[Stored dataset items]
******

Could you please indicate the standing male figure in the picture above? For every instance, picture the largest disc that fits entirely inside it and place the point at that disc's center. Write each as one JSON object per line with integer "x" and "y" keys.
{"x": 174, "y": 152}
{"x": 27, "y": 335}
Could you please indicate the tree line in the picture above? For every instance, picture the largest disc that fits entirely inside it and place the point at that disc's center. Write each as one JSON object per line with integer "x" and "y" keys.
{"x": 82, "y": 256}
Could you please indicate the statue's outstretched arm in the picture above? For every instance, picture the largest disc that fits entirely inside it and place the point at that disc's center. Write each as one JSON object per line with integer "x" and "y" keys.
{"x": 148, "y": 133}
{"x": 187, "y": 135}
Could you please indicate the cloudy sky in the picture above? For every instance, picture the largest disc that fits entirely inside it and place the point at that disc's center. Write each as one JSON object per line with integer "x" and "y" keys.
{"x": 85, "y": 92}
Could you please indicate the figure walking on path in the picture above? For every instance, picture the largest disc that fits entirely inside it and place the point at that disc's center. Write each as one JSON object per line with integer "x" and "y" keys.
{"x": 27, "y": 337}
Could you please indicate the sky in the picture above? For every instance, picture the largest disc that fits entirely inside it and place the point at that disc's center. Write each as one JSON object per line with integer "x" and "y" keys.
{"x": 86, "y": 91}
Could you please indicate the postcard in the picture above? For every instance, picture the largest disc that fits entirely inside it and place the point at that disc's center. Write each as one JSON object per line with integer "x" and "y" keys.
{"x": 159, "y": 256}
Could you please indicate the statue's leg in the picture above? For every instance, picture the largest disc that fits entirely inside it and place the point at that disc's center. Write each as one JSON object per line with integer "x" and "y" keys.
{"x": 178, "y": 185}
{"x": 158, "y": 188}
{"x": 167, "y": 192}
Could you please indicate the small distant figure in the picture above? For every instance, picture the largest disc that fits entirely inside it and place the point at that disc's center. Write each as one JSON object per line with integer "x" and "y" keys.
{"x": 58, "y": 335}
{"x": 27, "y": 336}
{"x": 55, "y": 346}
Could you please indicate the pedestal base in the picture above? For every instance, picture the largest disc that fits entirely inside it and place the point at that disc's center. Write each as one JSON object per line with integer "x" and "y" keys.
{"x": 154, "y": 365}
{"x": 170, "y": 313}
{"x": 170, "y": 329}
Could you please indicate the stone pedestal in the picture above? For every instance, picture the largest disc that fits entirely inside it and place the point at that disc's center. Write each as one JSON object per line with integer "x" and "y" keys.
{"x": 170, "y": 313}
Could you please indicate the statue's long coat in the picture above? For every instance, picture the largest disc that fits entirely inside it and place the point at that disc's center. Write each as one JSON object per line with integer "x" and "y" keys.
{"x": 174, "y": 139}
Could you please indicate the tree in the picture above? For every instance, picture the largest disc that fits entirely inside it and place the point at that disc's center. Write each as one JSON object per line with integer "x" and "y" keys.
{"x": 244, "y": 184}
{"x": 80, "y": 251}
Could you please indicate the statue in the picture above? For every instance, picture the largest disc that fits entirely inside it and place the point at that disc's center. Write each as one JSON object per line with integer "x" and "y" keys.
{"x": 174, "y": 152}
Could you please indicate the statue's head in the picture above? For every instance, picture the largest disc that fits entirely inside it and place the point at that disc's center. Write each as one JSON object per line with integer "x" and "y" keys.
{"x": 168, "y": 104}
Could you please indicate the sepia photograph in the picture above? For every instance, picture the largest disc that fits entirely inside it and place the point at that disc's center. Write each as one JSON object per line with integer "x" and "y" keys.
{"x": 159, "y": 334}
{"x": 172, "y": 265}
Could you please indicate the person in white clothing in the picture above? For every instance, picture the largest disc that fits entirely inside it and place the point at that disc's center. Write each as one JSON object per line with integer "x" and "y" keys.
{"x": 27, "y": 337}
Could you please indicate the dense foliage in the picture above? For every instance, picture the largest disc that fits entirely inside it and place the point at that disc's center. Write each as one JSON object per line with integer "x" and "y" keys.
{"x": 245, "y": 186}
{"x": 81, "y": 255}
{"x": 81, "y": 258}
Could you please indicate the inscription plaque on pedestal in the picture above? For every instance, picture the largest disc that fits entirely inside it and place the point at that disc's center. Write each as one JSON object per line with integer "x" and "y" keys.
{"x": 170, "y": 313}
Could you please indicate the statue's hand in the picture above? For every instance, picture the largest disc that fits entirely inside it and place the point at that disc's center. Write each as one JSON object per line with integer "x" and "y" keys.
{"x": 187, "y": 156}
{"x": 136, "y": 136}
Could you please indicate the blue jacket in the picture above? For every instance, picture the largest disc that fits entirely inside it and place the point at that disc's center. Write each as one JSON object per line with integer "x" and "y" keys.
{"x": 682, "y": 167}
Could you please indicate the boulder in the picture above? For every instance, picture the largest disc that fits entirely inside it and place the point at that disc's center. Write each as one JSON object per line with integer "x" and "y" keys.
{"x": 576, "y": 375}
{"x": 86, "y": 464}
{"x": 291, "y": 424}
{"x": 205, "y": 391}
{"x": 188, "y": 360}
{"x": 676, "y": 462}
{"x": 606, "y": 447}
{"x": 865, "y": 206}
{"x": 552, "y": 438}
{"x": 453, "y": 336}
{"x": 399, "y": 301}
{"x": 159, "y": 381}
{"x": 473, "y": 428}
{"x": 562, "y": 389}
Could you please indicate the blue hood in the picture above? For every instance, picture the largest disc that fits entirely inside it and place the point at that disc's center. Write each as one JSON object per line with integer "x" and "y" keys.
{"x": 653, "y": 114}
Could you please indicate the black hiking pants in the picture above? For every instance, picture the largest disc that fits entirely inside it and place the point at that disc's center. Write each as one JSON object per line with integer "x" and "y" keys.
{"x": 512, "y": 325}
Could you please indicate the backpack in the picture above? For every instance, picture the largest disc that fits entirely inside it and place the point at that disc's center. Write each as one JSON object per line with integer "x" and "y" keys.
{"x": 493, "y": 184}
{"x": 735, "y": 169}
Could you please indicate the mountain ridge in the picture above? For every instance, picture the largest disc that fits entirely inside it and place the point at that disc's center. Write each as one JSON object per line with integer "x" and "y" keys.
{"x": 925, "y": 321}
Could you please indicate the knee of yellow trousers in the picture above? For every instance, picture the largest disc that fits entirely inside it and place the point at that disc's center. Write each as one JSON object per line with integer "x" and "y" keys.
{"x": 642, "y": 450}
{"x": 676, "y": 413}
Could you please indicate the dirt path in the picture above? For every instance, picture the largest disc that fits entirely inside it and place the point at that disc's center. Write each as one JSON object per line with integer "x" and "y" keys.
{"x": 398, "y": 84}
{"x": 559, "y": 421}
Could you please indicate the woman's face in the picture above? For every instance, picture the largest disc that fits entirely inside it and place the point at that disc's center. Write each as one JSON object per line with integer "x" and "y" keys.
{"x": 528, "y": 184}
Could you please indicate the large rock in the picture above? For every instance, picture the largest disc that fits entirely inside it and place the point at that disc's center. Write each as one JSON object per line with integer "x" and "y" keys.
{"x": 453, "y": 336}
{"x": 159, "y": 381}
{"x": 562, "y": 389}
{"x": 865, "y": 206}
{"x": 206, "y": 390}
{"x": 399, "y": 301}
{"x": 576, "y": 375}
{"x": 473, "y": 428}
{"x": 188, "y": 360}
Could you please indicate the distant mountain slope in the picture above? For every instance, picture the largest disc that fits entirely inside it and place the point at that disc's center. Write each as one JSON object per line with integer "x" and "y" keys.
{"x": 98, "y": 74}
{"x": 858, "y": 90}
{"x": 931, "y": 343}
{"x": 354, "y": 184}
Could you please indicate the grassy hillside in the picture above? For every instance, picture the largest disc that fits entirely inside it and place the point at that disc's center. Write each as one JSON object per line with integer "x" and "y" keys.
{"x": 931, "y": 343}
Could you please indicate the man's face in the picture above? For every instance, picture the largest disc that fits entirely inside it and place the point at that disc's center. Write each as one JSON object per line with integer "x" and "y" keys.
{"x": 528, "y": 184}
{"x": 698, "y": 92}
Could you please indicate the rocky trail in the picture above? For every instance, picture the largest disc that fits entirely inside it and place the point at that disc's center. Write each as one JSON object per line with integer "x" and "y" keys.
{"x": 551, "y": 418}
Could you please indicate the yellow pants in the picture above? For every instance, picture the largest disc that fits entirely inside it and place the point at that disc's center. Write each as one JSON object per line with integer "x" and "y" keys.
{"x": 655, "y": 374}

******

Description of the task:
Please give a word-for-word repetition of the lines from the one containing "Could you please indicate the yellow" through the last line of the data above, including both, and nothing besides.

Problem solution:
Could you please indicate the yellow pants in the picture above? For every instance, picture the largest disc that fits entirely inside it and place the point at that disc's center. Write each as one JSON object per line with integer "x" and "y" keys.
{"x": 655, "y": 374}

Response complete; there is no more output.